* _SOURCE EXTRACT_
════════

To understand what Corcho Alvarado and his team found, you need to understand that the sky isn't just a swirling globe of mixing air particles, though it might look that way. It's actually made up of five layers. From closest to farthest from earth: troposphere, stratosphere, mesosphere, thermosphere, and exosphere. Each layer is seperated by a stiff boundary which keeps particles separated; the tropopause is the boundary between the stratosphere and the troposphere.
The researchers say the amount of plutonium wafting into our layer, the troposphere, is not nearly enough to cause anybody harm. But they did find that the plutonium concentration in the stratosphere was higher than in the troposphere.
According to Smithsonian magazine, Corcho Alvarado and his colleagues became intrigued by some findings after Eyjafjallajökull's eruption when scientists began testing high levels of plutonium in the troposphere and found them to be out of the ordinary. Usually, weather patterns disperse plutonium and keep the levels virtually nil, but in this case, researchers were getting some readings. So Corcho Alvarado figured something must have been bringing the radiation lower.

════════

Output the part of the plutonium passage that begins with the words "To understand what" and stops after the words "in the troposphere.", copying it word for word.

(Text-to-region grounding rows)
════════

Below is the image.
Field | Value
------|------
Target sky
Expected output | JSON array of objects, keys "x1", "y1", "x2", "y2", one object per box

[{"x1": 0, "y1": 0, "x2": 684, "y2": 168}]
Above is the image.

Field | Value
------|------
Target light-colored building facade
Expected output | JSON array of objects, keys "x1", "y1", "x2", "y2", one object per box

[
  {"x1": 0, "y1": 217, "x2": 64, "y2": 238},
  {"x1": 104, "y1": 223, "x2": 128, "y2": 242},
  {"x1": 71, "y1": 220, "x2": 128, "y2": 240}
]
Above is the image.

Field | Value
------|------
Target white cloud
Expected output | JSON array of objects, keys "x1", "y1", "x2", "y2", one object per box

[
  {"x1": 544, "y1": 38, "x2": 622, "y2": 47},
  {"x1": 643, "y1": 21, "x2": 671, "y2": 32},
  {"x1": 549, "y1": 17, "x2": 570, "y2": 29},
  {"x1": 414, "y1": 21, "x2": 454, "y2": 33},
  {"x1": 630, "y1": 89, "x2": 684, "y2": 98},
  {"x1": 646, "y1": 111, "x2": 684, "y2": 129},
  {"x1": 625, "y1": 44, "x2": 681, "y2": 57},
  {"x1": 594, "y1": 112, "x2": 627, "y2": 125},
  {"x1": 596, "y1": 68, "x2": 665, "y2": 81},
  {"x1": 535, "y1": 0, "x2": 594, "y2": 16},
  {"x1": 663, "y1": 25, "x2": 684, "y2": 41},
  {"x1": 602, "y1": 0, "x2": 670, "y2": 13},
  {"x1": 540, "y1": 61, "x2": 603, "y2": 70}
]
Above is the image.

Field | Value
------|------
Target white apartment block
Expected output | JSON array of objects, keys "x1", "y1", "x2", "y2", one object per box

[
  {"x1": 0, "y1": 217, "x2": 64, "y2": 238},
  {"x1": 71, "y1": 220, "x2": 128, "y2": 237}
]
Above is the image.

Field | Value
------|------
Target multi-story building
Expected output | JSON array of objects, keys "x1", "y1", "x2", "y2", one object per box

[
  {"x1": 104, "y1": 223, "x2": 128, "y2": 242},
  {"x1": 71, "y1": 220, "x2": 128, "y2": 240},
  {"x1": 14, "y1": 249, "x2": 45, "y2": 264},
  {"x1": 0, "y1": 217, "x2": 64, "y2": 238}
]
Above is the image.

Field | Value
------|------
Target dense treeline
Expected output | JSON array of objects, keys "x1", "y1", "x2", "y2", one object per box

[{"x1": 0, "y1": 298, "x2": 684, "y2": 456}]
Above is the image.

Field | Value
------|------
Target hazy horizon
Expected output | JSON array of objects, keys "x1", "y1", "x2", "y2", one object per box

════════

* _EXERCISE SOLUTION_
To understand what Corcho Alvarado and his team found, you need to understand that the sky isn't just a swirling globe of mixing air particles, though it might look that way. It's actually made up of five layers. From closest to farthest from earth: troposphere, stratosphere, mesosphere, thermosphere, and exosphere. Each layer is seperated by a stiff boundary which keeps particles separated; the tropopause is the boundary between the stratosphere and the troposphere.
The researchers say the amount of plutonium wafting into our layer, the troposphere, is not nearly enough to cause anybody harm. But they did find that the plutonium concentration in the stratosphere was higher than in the troposphere.